* [Source document]:
How does switch case work when the cases have number prepended with 0?

Question

I am working on an Ingenico's EDC terminal. The below code was existing from previous implementation. While debugging I came across this block of code which I am facing difficulty in understanding.

short bankPEM = 0;
//bankPEM = 41; //Chip
bankPEM = 17; //Swipe
//bankPEM = 801; //Fallback

switch(bankPEM)
{
    case 021: cout<<"021"; break; //Swipe
    case 051: cout<<"051"; break; //Chip
    case 801: cout<<"801"; break; //Fallback
    default: cout<<"Default"; break;
}

bankPEM is a short variable. I found below exection observation:

1. When it contains 41, case 051 is executed.
2. When it contains 17, case 021 is executed.
3. When it contains 801, case 801 is executed.

I expected the code to executed default case for number 1 & 2. Can anyone show some light in this case.

I am also converting the code to assembly language. I will share my understanding after debugging the assembly code.

Thanks in advance.

Answer 1

Referring to c standard

6.4.4.1 Integer constants

A decimal constant begins with a nonzero digit and consists of a sequence of decimal digits. An octal constant consists of the prefix 0 optionally followed by a sequence of the digits 0 through 7 only. A hexadecimal constant consists of the prefix 0x or 0X followed by a sequence of the decimal digits and the letters a (or A) through f (or F) with values 10 through 15 respectively.

^{Emphasis mine}

As the code shown seems/is c++ you can also refer to c++14

2.13.2 Integer literals

An integer literal is a sequence of digits that has no period or exponent part, with optional separating single quotes that are ignored when determining its value. An integer literal may have a prefix that specifies its base and a suffix that specifies its type. The lexically first digit of the sequence of digits is the most significant. A binary integer literal (base two) begins with 0b or 0B and consists of a sequence of binary digits. An octal integer literal (base eight) begins with the digit 0 and consists of a sequence of octal digits. A decimal integer literal (base ten) begins with a digit other than 0 and consists of a sequence of decimal digits. A hexadecimal integer literal (base sixteen) begins with 0x or 0X and consists of a sequence of hexadecimal digits, which include the decimal digits and the letters a through f and A through F with decimal values ten through fifteen. [ Example: The number twelve can be written 12, 014, 0XC, or 0b1100. The literals 1048576, 1’048’576, 0X100000, 0x10’0000, and 0’004’000’000 all have the same value. — end example ]

^{Emphasis mine}

Answer 2

The two numbers 021 and 051 are written in octal form. If you convert them into decimal form you will get:

21 (base 8) = 1 * 8^0 + 2 * 8^1 = 1 + 16 = 17 (base 10)

* [Dataset entries]:

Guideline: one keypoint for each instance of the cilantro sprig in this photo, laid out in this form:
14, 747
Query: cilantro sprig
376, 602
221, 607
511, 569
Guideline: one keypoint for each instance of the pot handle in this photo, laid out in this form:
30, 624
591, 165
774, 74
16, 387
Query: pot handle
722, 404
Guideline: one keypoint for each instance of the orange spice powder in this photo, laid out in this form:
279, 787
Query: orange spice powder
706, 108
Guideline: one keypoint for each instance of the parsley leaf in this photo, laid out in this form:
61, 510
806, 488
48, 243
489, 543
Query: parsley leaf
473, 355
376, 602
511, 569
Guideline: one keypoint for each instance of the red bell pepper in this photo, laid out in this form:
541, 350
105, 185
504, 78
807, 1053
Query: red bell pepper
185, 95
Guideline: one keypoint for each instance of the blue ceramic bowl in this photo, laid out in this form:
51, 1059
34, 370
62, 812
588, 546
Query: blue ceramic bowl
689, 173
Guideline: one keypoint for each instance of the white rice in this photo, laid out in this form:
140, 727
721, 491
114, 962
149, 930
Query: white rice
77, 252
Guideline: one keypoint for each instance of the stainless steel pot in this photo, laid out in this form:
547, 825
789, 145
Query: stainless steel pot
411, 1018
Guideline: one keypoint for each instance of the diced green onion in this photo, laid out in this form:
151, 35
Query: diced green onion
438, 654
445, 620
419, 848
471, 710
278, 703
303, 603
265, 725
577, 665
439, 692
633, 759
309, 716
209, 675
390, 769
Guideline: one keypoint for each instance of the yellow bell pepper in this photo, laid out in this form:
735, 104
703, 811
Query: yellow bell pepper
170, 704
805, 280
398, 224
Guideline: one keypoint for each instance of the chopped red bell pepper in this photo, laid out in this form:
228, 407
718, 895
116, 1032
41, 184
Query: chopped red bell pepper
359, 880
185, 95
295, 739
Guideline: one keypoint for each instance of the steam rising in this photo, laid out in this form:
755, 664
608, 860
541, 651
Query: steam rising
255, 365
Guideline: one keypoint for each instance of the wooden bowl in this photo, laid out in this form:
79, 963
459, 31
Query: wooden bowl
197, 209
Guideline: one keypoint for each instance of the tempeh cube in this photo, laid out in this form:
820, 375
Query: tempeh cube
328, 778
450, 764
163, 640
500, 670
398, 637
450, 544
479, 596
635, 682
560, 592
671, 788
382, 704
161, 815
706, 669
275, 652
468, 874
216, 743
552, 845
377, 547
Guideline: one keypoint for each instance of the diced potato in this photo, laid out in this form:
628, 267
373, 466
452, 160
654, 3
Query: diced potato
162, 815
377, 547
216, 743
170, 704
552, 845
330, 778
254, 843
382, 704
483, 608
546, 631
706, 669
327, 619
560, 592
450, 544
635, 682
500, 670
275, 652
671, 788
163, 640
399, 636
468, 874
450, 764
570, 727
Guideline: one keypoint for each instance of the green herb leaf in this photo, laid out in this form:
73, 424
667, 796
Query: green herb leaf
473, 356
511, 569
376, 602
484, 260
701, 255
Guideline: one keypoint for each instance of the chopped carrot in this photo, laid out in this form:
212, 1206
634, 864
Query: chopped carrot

* [Your task]:
Continue the forum thread about switch case labels written with a leading zero, starting right after its last line.

* [Response to this task]:
51 (base 8) = 1 * 8^0 + 5 * 8^2 = 1 + 40 = 41 (base 10)

So, I think you see now why when bankPEM is 17, case 021 is executed and when it is 41, case 051 is executed.

I don't understand though why the person who implemented the code decided to write the switch cases like this (it isn't even consistent because the 3rd case has a number in base 10).

Answer 3

The problem is preceding zero in case declaration preceding zero make complier to think it's an octal number 021 therefore 17 base 10 = 21 base 8 hence the execution of of case 021 : same goes for 41 base 10 = 51 base 8.

 short bankPEM = 0;
//bankPEM = 41; //Chip
bankPEM = 17; //Swipe
//bankPEM = 801; //Fallback



switch (bankPEM) {
    case 021: cout << bankPEM << " " << 021;

        break; //Swipe
    case 051: cout  << bankPEM << " " << 051;
        break; //Chip
    case 801: cout << "801";
        break; //Fallback
    default: cout << "Default";
        break;
}

I hope this helps.